本文抜粋 —
かつて天才だった俺へ

 拝啓

 長かった学生生活も終わり、社会人という、新たなステージを迎えようとしています。学生生活を謳歌しているあなたは、将来の自分をどのくらいイメージできているでしょうか?
 「まだそんな先のことなんて…」「大人になった時とか知らないよ」きっとそう感じているでしょう。むしろ、そう感じる方が自然ですよね。
 学校は楽しいですか?友達や先生、家族とは上手くやれていますか?今を大切に頑張ってくださいね~                               大人になった自分より

 とまあ、こんな感じで、少年時代に向けて手紙を書いてみる。でも、本当にここでやりたいのは手紙を書くことじゃない。手紙を書くことを通して、もう一度、怖いもの知らずで身の程知らずだった、あの頃の考え方を掘り起こしたいのである。

気づいたら「つまらない大人」になってた

 今の私は、本当に子どもの頃「なりたかった」姿になれているか?多分違うだろう。子どもの頃、どんな大人になりたいかは具体的にイメージしていなかったと思うが、今の自分は、当時から見たら多分「つまらない大人」になってしまっている筈だ。別にそうなりたくて、なったわけじゃない。むしろ、「つまらない大人」なんて、みんな絶対なりたくないだろう。それでも、大人になっていく中で、様々な挫折や困難を経験し、「つまらない大人」になってしまった人は少なからずいるのではないか?

 私もその一人なので、決して偉そうなことは言えない。でも、知らず知らずのうちにそうなっていったんだよな…

将来有望だと思ってた思春期

 何が原因で、私は「つまらない大人」になったと感じるようになってしまったのか?
 私なりに考えてみた。おそらく、子どもから大人に変わる、思春期や青年期での経験にあるのではないか、と思う。
 かつて私は、自身を「将来有望な存在」だと勝手に考えていた。勉強はできる方だったので、それが自己肯定感を高める、いい格好だった。だから、このまま順調に高校、大学とそれなりに行って大人になるものだと考えていた。
 
勉強ができれば、家族は喜ぶし、友達からは良く思われる。それに、進路にも困らないから、勉強はしなければいけないもの」
 それが揺るぎなかった。部活で活躍できなくても、異性にモテなくても、勉強さえしてれば勝手に未来は開けると思っていた。だから、「青春を謳歌したい」という考えは一切なく、リア充している奴らは眼中になかった。

「勉強さえしていればよい」の盲点

 青春している奴らに目もくれず、「将来有望だ」という勘違いのもと突っ走っていた10代の頃。確かにあの頃は、楽しかった。将来への不安なんぞ微塵も感じなかったし、それなりに明るい未来があるものだと思っていた。
 じゃあ、今はどうか?将来有望だとも思えなくなったし、不安で塗り固められてしまっている。一体何のせいで、そうなったのか?自分の能力の限界をどこかで知ってしまったのか?それとも、妥協せざるを得ない出来事があったのか?それとも、誰かの心ない一言で自信を失ってしまったのか?

提供された行 —
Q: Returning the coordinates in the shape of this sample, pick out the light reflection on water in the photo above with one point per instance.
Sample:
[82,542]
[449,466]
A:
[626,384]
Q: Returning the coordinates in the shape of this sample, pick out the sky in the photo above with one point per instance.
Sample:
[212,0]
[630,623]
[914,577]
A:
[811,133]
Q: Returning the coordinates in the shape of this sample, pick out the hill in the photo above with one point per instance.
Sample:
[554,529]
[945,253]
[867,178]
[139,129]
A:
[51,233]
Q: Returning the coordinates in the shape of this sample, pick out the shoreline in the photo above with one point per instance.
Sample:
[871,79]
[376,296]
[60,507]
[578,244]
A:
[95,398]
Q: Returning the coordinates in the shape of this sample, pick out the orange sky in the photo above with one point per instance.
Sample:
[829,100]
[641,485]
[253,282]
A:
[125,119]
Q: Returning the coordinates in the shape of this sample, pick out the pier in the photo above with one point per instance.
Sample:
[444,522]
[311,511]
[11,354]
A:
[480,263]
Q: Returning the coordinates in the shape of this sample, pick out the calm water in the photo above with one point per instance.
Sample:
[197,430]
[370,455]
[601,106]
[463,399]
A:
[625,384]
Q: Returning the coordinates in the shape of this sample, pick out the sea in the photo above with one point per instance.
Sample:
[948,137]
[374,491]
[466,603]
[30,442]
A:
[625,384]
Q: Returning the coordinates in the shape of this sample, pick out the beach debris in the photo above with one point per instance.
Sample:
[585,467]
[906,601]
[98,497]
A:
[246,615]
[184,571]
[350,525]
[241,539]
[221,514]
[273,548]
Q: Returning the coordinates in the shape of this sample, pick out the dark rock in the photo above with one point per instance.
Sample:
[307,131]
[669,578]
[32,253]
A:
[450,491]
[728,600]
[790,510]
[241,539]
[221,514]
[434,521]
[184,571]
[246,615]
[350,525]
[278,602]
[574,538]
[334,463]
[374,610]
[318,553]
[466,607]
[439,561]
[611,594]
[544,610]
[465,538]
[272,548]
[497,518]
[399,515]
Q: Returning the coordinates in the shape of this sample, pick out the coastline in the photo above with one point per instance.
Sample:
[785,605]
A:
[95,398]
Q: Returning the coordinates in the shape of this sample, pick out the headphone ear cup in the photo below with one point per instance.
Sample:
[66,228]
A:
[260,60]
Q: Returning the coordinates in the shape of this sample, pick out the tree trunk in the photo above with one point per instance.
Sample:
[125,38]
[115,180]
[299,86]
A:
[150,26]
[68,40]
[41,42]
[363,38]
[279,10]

課題 —
[1] 本文について、次の問いに答えてください。
(a) 冒頭の手紙の末尾で、差出人は自分を何と名乗っていますか。
(b) 手紙を書くことを通して、筆者が本当にしたいことは何ですか。
(c) 筆者はかつて、自分をどのような存在だと考えていましたか。
[2] 本文の「それが揺るぎなかった。部活で」から「来があるものだと思っていた。」までを、そのまま書き写してください。
上の行はここでは一切使いません。

解答 —
[1]
(a) 大人になった自分
(b) 怖いもの知らずで身の程知らずだった、あの頃の考え方をもう一度掘り起こすこと
(c) 「将来有望な存在」

[2]
それが揺るぎなかった。部活で活躍できなくても、異性にモテなくても、勉強さえしてれば勝手に未来は開けると思っていた。だから、「青春を謳歌したい」という考えは一切なく、リア充している奴らは眼中になかった。

「勉強さえしていればよい」の盲点

 青春している奴らに目もくれず、「将来有望だ」という勘違いのもと突っ走っていた10代の頃。確かにあの頃は、楽しかった。将来への不安なんぞ微塵も感じなかったし、それなりに明るい未来があるものだと思っていた。